** GIVEN PROBLEM 1 **
Format the records as a JSON list of strings, one string per line with blank lines omitted, starting at the line containing "Target: white belly" and ending at the end of the records.

** EXTRACT TO READ **

In other words, the worker thread may switch between "core thread" and "non-core thread" during operation.

• Core -> Non-core: The current thread is the core thread at the time of initial addWorker(). When the queue is full, a non-core thread is added to the pool. At this time, the current thread executes getTask() to satisfy wc> corePoolSize and becomes a non-core thread.
• Non-core -> core: The current thread is a non-core thread at the time of initial addWorker(). When some core threads are terminated due to an exception in the execution of a task, the current thread executing getTask() does not satisfy wc> corePoolSize and becomes a core thread.

In fact, ThreadPoolExecutor distinguishes between "core threads" and "non-core threads" just to use corePoolSize to control the number of active threads and whether tasks are queued in the queue. It does not care whether Workers are "core threads".

4.5 The worker thread exits processWorkerExit

In runWorker(), if an idle thread is identified through getTask() (timedOut = true), or the worker thread is abnormal during the execution of the task, processWorkerExit() will be called to exit the worker thread.

Code flow:

1. If the current thread is terminated due to abnormal task execution, workerCount needs to be deducted.
2. Acquire mainLock, count the number of tasks, and remove the current worker from the workers set.
3. Attempt to terminate the thread pool.
4. If the thread pool is not terminated, it is necessary to determine whether to add new non-core threads.

Note that the current thread will automatically end after executing the processWorkerExit method, and Thread#isAlive returns false.
Therefore, before the current thread terminates, if one of the following conditions is met, a new non-core thread will be created to replace the current thread:

1. The user task execution exception caused the thread to exit.
2. The number of worker threads is less than corePoolSize.
3. The waiting queue is not empty but there are no worker threads.

Java official instructions:

replaces the worker if either it exited due to user task exception or if fewer than corePoolSize workers are running or queue is non-empty but there are no workers.

(Stored records)

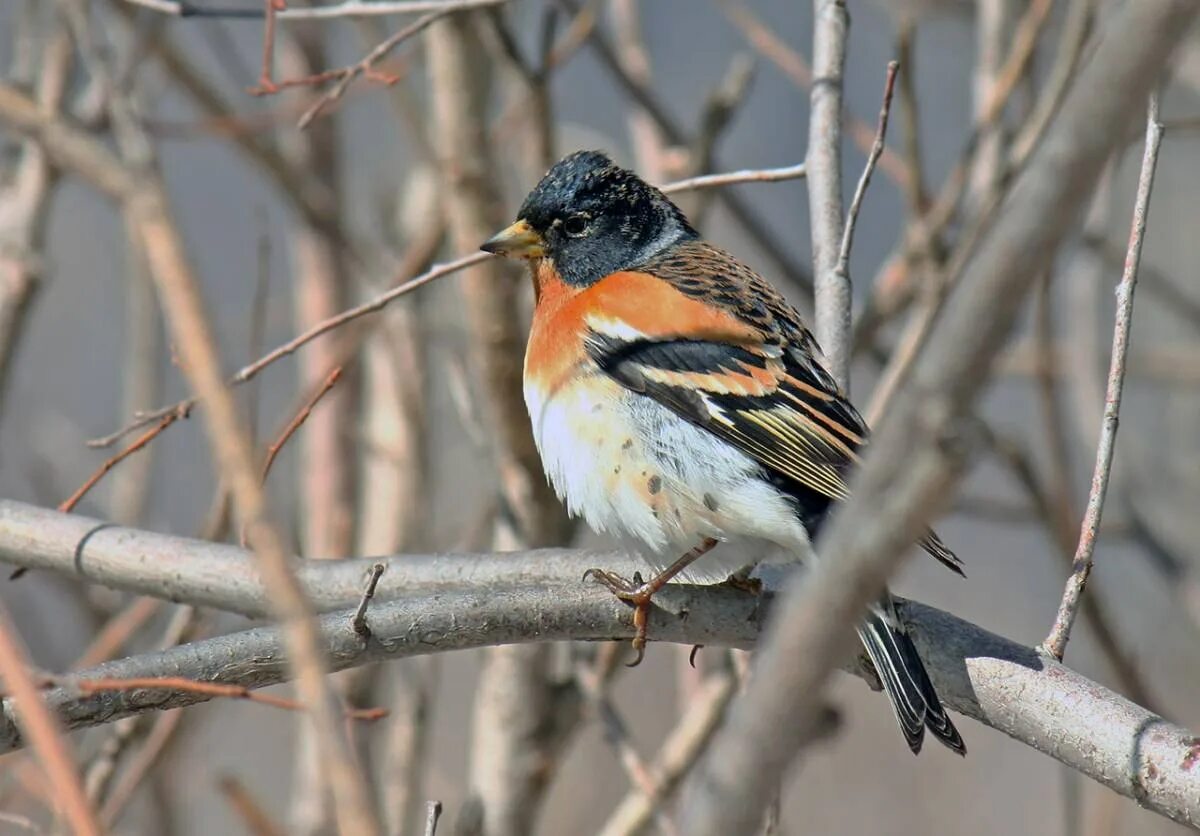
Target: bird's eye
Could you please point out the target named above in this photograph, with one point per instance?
(575, 226)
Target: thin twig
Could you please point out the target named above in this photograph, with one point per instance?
(274, 449)
(619, 738)
(349, 8)
(153, 749)
(832, 289)
(767, 43)
(360, 614)
(432, 813)
(366, 66)
(1056, 642)
(138, 444)
(679, 752)
(847, 238)
(251, 813)
(43, 731)
(270, 10)
(733, 178)
(295, 343)
(181, 684)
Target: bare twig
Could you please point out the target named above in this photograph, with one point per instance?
(1056, 642)
(250, 371)
(138, 444)
(366, 66)
(433, 812)
(360, 614)
(1011, 687)
(251, 813)
(679, 752)
(847, 238)
(88, 685)
(675, 134)
(25, 199)
(619, 738)
(141, 765)
(789, 61)
(119, 630)
(45, 733)
(832, 292)
(733, 178)
(275, 446)
(348, 8)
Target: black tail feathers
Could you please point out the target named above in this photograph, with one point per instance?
(906, 683)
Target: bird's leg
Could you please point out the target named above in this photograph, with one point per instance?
(639, 593)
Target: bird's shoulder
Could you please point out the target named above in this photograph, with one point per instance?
(718, 278)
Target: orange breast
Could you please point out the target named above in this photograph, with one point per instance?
(624, 304)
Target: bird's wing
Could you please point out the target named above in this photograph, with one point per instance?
(757, 384)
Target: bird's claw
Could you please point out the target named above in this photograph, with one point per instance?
(635, 593)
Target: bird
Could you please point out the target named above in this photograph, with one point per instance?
(678, 400)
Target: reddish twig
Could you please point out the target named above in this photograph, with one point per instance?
(90, 686)
(291, 347)
(251, 813)
(142, 441)
(432, 813)
(270, 8)
(119, 630)
(273, 450)
(42, 729)
(1056, 642)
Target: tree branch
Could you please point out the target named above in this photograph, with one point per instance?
(483, 600)
(832, 289)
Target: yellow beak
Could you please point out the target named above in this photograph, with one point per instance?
(517, 241)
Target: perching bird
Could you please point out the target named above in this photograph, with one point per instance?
(677, 398)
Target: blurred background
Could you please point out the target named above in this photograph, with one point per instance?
(413, 450)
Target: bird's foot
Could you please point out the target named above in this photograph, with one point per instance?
(636, 593)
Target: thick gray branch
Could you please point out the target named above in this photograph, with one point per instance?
(467, 601)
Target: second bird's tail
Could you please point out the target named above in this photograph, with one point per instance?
(905, 680)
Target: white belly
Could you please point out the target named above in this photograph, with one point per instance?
(633, 468)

** GIVEN PROBLEM 2 **
In the ThreadPoolExecutor excerpt, what value does Thread#isAlive return once the current thread has finished executing the processWorkerExit method?

** WRITTEN ANSWER 1 **
[
  "Target: white belly",
  "Could you please point out the target named above in this photograph, with one point per instance?",
  "(633, 468)"
]

** WRITTEN ANSWER 2 **
It returns false.